# The request:
Could you format the lines of each row as a numbered list, leaving out any blank lines?

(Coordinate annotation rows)
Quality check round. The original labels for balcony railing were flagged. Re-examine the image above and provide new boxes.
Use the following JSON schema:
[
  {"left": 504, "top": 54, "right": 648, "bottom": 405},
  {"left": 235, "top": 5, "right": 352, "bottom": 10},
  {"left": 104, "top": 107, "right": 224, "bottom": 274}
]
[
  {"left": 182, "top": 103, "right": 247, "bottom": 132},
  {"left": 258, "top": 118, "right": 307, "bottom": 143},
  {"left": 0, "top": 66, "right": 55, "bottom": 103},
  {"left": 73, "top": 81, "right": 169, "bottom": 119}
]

# Exercise answer:
1. Quality check round. The original labels for balcony railing were flagged. Re-examine the image above and provide new boxes.
2. Use the following JSON schema:
3. [
4.   {"left": 504, "top": 54, "right": 648, "bottom": 405},
5.   {"left": 235, "top": 5, "right": 352, "bottom": 10},
6.   {"left": 104, "top": 107, "right": 224, "bottom": 274}
7. ]
8. [
9.   {"left": 182, "top": 103, "right": 247, "bottom": 132},
10.   {"left": 258, "top": 118, "right": 307, "bottom": 143},
11.   {"left": 0, "top": 66, "right": 55, "bottom": 103},
12.   {"left": 73, "top": 81, "right": 169, "bottom": 119}
13. ]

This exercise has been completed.